▶ ARBEITSAUFTRÄGE:
a) In welchem Jahr und an welchem Ort wurde Heiner Goebbels laut dem Ausgangstext geboren?
b) Führen Sie alle geografischen Orte auf, also Städte und Regionen, die im Ausgangstext genannt werden.
c) Stimmen die folgenden Aussagen mit dem Ausgangstext überein? Antworten Sie jeweils mit Ja oder Nein, und belegen Sie Ihre Antwort mit einem wörtlichen Zitat. (i) Goebbels lebt seit 1972 in Frankfurt am Main. (ii) Die traditionellen Opernhäuser bringen seine Projekte häufig auf die Bühne. (iii) Das Hörspiel „Die Wiederholung“ erhielt die Auszeichnung „Hörspiel des Jahres 1997“.

▶ AUSGANGSTEXT:

──────────────────────────────

12 June 1998, Markus Clauer & Oliver Mueller, Die Rheinpfalz
Interview (de)

Mir schwebt ein anderes Theater vor

Mir schwebt ein anderes Theater vor
Interview mit Markus Clauer and Oliver Müller
Gespräch mit dem aus der Pfalz stammenden Heiner Goebbels, Komponist, Regisseur und Enfant terrible des Musiktheaters

Der 1952 in Neustadt an der Weinstraße geborene und in Landau aufgewachsene Heiner Goebbels ist einer der wichtigsten Komponisten und Regisseure der Musiktheaterszene - und gleichzeitig ist er ihr Enfant terrible. Seine vielfach preisgekrönten Projekte in denen er sich auf die Suche macht nach einer Alternative zwischen den Sparten Oper und Schauspiel, sind in der Avantgardeszene und auf Festivals ebenso gefragt, wie sie von den traditionellen Opernhäusern ignoriert werden. Goebbels der seit 1972 in Frankfurt/M lebt, wenn er nicht durch die Welt tourt, bedauert das nicht. Er glaubt ohnehin, daß diese keine Zukunft haben. Im Frankfurter TAT sind vor kurzem zwei Premieren von Goebbels Stücken über die Buhne gegangen. Das Ein-Personen-Schauspiel "Max Black" mit André Wilms, ein wunderbares Rätselstück mit pyrotechnischen Effekten über einen faustischen Wissenschaftler und die Hommage von Goebbels an den Komponisten Hans Eisler mit dem Ensemble Modern (wir berichteten). Sein Hörspiel "Die Wiederholung" bekam zuletzt die Auszeichnung "Hörspiel des Jahres 1997". Mit Heiner Goebbels sprachen RHEINPFALZ Redakteur Markus Clauer und RHEINPFALZ Redaktionsmitglied Oliver Müller.

Frage: Herr Goebbels, haben Sie so etwas wie Heimatgefühle, wenn sie an die Pfalz denken?

──────────────────────────────

▶ MATERIAL:
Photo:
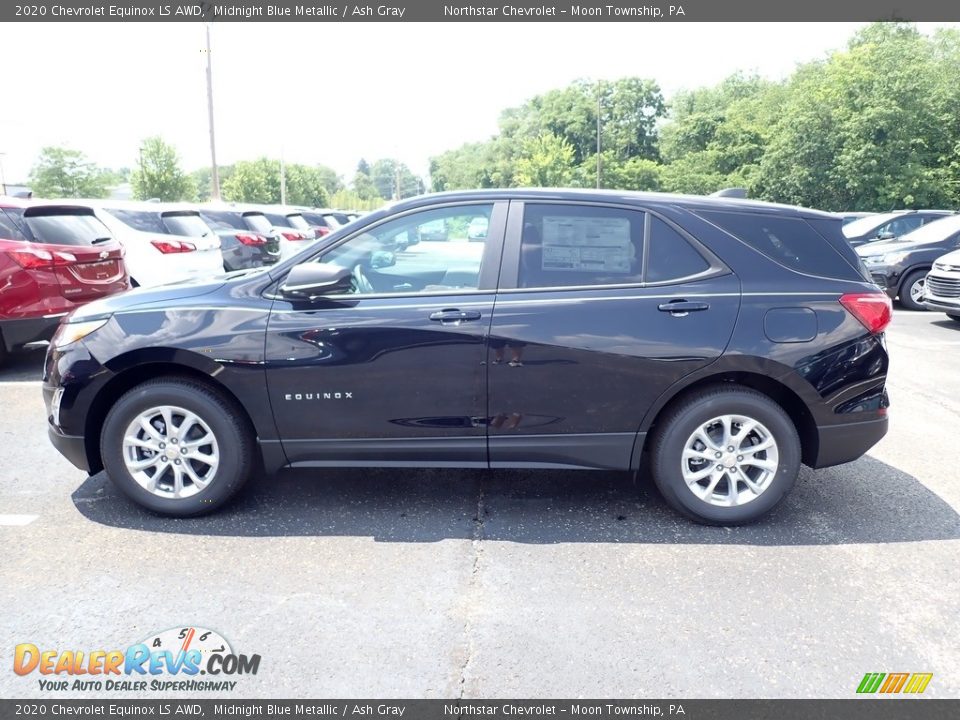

──────────────────────────────

▶ SCHRIFTLICHE ANTWORTEN:
a) 1952 in Neustadt an der Weinstraße.

b) Pfalz, Neustadt an der Weinstraße, Landau, Frankfurt/M

c)
(i) Ja: „Goebbels der seit 1972 in Frankfurt/M lebt“
(ii) Nein: „ebenso gefragt, wie sie von den traditionellen Opernhäusern ignoriert werden“
(iii) Ja: „Sein Hörspiel "Die Wiederholung" bekam zuletzt die Auszeichnung "Hörspiel des Jahres 1997".“